## TASK PROMPT
Sift the material for lines containing "yellow", and return them.
----- RECORDS FOR THIS TASK -----
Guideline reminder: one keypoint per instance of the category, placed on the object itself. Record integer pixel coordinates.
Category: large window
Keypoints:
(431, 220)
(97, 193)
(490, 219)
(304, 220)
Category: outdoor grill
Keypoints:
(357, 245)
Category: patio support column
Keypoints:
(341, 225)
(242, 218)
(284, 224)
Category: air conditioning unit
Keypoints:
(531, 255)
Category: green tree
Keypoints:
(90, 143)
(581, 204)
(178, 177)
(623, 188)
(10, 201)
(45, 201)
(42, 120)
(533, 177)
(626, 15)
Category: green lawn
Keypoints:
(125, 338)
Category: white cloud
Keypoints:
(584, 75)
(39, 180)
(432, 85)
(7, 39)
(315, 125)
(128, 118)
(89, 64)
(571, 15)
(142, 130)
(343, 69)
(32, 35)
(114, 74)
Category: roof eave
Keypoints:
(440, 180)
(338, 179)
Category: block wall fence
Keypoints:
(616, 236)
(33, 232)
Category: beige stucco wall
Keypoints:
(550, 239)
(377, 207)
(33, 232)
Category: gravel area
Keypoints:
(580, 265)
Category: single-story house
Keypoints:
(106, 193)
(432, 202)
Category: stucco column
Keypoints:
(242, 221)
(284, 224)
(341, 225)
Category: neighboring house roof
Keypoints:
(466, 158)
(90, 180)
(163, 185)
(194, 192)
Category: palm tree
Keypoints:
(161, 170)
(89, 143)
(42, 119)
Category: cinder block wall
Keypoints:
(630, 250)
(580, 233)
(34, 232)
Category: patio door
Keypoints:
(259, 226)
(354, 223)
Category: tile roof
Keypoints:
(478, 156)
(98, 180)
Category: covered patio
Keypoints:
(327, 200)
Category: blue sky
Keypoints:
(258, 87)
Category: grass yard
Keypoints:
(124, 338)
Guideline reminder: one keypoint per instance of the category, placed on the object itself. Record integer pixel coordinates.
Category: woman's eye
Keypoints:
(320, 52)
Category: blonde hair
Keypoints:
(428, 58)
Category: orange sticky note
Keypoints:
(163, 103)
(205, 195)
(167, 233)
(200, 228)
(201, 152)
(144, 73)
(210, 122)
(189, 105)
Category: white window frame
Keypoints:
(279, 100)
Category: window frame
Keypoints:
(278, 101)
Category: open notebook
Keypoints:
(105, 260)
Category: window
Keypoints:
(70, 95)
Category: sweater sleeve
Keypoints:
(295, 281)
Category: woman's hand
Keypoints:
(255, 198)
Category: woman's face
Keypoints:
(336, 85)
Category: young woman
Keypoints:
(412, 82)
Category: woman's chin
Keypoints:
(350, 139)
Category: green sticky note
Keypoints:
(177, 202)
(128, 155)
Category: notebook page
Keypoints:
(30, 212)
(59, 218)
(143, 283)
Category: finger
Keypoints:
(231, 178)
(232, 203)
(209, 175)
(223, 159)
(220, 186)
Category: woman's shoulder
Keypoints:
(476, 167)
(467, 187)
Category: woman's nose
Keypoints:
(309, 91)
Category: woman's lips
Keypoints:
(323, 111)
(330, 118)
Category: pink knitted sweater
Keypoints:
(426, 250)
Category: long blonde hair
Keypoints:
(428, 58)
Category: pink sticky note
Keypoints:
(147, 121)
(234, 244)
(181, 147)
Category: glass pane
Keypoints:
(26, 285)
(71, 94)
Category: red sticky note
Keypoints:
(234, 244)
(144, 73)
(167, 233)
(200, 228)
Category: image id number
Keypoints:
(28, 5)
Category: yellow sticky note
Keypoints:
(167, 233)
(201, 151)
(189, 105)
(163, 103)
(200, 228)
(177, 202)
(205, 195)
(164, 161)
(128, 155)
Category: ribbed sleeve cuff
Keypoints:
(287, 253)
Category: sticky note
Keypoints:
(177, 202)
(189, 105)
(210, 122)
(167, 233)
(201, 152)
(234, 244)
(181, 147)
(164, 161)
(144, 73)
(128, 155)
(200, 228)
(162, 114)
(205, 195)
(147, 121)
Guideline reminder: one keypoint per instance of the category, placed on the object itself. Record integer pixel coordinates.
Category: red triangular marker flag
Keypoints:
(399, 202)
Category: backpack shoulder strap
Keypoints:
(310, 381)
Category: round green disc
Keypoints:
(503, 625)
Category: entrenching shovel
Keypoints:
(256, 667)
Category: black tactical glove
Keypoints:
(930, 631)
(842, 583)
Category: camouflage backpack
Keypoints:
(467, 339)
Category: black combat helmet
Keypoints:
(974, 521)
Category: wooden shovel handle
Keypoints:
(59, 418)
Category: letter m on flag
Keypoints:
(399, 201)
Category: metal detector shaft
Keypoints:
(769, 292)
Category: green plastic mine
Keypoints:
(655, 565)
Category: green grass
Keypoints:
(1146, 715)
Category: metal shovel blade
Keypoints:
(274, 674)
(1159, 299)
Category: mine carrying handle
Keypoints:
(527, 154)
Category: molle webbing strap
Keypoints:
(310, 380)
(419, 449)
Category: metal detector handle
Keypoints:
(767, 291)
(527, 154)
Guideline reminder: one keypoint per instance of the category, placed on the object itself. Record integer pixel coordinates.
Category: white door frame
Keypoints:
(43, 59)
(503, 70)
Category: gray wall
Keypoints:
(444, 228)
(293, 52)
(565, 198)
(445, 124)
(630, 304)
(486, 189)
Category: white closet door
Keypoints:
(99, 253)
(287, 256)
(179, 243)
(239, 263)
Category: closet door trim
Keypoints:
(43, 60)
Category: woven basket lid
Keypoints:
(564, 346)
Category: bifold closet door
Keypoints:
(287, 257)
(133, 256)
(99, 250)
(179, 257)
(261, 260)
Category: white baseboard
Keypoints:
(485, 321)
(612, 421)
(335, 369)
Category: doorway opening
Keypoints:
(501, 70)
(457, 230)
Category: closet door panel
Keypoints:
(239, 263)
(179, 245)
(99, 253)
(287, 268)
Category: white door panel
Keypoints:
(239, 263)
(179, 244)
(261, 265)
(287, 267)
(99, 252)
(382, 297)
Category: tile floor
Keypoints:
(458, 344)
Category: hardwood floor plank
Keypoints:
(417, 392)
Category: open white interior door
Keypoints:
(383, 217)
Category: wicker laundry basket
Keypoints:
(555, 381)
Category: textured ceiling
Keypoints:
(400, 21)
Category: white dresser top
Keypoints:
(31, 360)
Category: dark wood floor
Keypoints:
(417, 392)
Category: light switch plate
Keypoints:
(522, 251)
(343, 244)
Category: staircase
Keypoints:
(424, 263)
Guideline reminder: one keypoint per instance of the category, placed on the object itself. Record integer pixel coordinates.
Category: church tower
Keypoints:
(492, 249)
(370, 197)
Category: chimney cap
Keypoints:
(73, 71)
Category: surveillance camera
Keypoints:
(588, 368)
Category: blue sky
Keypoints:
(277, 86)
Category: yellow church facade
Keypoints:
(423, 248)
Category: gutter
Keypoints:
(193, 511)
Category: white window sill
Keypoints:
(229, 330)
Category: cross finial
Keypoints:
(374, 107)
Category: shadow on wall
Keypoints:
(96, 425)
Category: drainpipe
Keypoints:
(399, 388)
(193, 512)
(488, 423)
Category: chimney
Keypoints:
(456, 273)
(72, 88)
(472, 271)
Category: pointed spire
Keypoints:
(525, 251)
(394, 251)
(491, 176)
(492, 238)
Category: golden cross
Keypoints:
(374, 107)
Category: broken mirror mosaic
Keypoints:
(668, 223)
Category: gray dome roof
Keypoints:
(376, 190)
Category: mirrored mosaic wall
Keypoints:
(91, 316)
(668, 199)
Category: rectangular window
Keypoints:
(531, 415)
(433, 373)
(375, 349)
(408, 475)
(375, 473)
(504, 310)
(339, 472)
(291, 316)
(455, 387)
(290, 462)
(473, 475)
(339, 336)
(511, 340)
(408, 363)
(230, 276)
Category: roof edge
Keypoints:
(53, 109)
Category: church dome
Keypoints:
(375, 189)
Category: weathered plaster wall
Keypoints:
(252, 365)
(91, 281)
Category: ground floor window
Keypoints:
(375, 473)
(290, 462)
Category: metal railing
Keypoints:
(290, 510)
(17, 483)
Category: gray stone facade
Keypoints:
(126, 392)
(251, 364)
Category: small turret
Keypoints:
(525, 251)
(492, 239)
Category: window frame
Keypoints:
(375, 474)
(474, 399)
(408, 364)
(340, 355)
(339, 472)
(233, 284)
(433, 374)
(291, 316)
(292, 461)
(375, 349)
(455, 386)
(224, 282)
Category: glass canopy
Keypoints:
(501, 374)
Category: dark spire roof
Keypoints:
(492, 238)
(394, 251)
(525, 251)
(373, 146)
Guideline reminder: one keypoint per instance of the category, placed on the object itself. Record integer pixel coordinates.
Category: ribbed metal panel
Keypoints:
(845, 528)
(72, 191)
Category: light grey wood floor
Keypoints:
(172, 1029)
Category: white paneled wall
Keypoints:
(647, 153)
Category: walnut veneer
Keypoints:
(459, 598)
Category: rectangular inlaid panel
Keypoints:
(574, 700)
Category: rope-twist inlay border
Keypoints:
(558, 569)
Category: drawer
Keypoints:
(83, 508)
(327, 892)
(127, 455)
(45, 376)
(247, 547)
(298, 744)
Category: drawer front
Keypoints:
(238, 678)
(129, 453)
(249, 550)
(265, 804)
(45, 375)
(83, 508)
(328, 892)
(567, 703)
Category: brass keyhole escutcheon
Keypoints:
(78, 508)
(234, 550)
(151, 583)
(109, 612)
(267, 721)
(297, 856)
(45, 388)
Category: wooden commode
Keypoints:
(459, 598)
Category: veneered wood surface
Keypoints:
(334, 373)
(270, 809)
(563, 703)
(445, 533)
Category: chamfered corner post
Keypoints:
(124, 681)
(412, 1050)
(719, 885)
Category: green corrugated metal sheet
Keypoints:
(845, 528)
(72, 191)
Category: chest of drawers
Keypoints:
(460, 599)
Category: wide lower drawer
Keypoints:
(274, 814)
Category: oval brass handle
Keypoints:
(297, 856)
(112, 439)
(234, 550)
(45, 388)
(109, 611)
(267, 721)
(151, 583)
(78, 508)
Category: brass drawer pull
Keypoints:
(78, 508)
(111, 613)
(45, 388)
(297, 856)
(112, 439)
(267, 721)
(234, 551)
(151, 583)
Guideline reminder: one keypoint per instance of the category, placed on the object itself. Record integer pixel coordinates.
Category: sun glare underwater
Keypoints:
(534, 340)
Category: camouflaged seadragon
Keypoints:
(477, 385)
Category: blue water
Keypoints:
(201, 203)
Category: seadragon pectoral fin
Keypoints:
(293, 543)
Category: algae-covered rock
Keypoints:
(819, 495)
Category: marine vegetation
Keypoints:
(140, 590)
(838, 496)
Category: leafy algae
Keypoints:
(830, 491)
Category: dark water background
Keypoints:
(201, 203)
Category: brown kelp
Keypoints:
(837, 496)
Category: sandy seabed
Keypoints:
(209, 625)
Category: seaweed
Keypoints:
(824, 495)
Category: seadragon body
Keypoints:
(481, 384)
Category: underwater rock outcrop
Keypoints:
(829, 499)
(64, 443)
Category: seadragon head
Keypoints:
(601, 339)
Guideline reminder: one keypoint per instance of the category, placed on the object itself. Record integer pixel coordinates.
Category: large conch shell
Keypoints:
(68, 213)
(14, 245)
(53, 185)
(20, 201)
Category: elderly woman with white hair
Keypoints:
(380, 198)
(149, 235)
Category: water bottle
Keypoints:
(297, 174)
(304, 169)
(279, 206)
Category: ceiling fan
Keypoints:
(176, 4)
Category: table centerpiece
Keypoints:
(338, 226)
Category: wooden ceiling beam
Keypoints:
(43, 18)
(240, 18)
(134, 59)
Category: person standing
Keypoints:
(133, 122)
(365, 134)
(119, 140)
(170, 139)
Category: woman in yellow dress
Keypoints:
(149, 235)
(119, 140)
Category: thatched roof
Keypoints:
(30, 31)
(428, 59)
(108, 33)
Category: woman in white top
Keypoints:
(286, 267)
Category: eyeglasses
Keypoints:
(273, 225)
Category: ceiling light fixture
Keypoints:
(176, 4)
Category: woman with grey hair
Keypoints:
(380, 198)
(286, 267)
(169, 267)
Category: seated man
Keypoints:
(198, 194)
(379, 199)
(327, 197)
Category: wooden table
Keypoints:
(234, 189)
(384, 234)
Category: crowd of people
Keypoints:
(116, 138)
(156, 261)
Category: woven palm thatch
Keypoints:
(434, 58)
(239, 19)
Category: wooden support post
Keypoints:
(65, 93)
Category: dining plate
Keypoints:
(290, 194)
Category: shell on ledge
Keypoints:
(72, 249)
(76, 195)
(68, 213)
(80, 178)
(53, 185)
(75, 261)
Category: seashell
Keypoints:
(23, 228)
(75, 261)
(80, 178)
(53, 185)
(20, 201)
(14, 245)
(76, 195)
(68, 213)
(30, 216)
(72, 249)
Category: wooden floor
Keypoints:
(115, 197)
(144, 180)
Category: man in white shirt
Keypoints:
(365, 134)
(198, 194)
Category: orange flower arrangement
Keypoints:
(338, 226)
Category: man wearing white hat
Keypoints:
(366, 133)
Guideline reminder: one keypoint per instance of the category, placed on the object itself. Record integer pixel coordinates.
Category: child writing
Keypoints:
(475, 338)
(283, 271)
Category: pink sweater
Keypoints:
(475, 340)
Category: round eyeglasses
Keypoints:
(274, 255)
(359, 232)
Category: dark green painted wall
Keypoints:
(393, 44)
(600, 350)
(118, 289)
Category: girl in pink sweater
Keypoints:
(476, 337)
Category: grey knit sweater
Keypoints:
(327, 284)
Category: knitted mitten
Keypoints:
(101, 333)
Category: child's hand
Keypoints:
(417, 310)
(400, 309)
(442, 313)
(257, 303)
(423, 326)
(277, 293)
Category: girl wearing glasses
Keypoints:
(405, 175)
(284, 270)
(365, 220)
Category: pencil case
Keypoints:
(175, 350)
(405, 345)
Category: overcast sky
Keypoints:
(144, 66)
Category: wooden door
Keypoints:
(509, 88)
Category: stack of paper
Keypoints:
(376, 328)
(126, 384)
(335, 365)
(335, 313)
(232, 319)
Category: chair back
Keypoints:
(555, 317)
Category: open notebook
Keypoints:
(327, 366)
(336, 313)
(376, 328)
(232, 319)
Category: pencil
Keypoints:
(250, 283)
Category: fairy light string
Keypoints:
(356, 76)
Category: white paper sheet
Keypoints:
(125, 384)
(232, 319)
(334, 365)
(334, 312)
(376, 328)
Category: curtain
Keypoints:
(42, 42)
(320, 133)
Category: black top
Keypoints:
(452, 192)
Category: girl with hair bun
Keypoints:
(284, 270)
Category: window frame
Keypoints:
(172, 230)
-----
## THE COMPLETED TASK
Category: yellow sticky note
Category: yellow church facade
Category: woman in yellow dress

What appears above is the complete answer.